* [Instruction]
Copy the material word for word, starting at its first line and ending with the line that contains "column 131, row 123", including that line.
** START OF Working data **
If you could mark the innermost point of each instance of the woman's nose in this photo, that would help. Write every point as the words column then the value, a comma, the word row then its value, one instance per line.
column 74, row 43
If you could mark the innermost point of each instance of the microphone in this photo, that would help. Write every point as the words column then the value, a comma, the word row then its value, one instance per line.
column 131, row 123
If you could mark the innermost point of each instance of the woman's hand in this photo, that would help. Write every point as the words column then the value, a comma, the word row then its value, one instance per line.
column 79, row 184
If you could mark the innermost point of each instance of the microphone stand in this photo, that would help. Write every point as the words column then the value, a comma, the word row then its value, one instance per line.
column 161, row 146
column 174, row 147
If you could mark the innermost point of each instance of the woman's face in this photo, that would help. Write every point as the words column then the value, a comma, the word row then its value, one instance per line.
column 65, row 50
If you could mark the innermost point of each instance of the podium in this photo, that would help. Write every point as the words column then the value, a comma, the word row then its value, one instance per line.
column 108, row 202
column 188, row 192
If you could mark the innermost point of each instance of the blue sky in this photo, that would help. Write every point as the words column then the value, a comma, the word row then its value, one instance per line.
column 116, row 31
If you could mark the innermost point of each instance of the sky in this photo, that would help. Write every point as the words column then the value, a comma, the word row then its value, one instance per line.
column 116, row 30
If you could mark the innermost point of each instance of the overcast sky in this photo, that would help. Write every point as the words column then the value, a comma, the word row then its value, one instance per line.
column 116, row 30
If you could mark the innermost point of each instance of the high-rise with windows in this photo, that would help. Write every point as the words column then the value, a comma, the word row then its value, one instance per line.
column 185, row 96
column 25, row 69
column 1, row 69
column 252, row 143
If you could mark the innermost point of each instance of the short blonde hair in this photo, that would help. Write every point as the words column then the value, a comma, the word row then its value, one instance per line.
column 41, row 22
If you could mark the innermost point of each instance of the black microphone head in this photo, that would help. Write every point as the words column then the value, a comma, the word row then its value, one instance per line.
** END OF Working data **
* [Solution]
If you could mark the innermost point of each instance of the woman's nose in this photo, that would help. Write every point as the words column then the value, a comma, the word row then its value, one instance per line.
column 74, row 43
If you could mark the innermost point of each instance of the microphone in this photo, that would help. Write every point as the words column then the value, a comma, the word row then its value, one instance per line.
column 131, row 123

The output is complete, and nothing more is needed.